**TASK PROMPT:**
Can you write out the breakfast article from "1. It’s not" to "what impact metabolism.", swapping every "metabolism" for "metabolic rate"?

**EXCERPTED PASSAGE:**
________________________

5 Reasons to Skip Breakfast

Source: ufitbootcamp.co.uk

By Wendy Schmid, Q by Equinox, Sep 22, 2014

Once considered the foundation of any healthy diet, the morning meal may now be negotiable.

The belief that we won’t have our get-up-and-go unless we down our Cheerios has turned the concept of eating upon rising into a die-hard dietary rule. Original research on whether breakfast made an impact on health did find that healthier people ate breakfast. But data, as we know, doesn’t always tell the whole story.

“Lots of people who skip breakfast or practice intermittent fasting are healthy too,” says Dr. John Berardi, co-founder of Precision Nutrition. “About 85% of the clients we work with eat breakfast and tend to follow a guideline of eating small frequent meals throughout the day, but that’s largely to help them learn to practice healthier eating habits. If you’re a person who regularly makes good nutritional choices, then eating breakfast is more negotiable.”

In fact, skipping that first meal may lead to some real benefits — from possibly losing a few pounds to increasing your level of anti-aging growth hormone. And don’t worry, your metabolism won’t suffer. Eating small meals throughout the day, starting with breakfast, isn’t necessary to stimulate metabolism, says Berardi, who co-authored an extensive study review on meal frequency for the International Society of Sports Nutrition.

His suggested revise to the dictate: Breakfast is optional. Hard-and-fast rules don’t allow for much mindfulness, anyway — and that’s an integral part of any nutritional approach. So if you love how breakfast gets you going, feel free to stick with that routine, but if you’re not a morning person, there’s no harm in forgoing food first thing.

Here, Berardi suggests 5 reasons to skip breakfast:

1. It’s not required to boost metabolism. The idea that metabolism slows radically in response to not eating certain meals in a single day just isn’t accurate. The amount of calories you’re taking in and the composition of those calories — proteins, carbs, and fats — are really what impact metabolism.

________________________

**Collected data:**
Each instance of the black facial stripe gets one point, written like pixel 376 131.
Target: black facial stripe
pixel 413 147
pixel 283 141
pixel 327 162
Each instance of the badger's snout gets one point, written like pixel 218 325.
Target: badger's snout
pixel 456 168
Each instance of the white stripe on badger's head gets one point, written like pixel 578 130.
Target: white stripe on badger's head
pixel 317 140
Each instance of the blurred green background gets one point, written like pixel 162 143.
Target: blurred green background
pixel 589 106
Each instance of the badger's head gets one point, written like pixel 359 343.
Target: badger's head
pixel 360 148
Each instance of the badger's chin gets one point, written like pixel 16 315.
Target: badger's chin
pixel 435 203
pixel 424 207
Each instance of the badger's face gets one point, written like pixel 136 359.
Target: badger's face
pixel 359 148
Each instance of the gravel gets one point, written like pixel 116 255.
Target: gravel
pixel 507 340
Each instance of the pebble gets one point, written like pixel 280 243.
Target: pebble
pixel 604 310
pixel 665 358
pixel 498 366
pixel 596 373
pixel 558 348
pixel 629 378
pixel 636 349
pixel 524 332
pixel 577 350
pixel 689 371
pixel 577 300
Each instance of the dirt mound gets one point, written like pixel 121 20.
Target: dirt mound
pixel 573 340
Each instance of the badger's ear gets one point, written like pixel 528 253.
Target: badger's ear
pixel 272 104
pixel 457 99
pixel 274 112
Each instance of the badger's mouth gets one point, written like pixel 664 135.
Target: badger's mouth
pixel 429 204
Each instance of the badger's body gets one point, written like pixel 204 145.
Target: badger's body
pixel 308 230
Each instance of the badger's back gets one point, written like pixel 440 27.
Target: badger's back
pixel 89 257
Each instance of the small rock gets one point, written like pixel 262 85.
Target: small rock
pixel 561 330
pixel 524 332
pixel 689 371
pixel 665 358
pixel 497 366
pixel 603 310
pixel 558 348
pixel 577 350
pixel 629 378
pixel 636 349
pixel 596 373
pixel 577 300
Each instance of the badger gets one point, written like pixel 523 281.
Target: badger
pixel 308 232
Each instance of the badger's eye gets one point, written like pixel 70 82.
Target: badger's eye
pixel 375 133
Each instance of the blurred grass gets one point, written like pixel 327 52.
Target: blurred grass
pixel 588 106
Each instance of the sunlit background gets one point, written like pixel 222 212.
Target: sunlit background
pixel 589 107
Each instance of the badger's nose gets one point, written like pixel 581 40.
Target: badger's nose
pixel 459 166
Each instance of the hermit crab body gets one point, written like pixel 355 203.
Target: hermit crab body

________________________

**REPLY TO THE TASK:**
1. It’s not required to boost metabolic rate. The idea that metabolic rate slows radically in response to not eating certain meals in a single day just isn’t accurate. The amount of calories you’re taking in and the composition of those calories — proteins, carbs, and fats — are really what impact metabolic rate.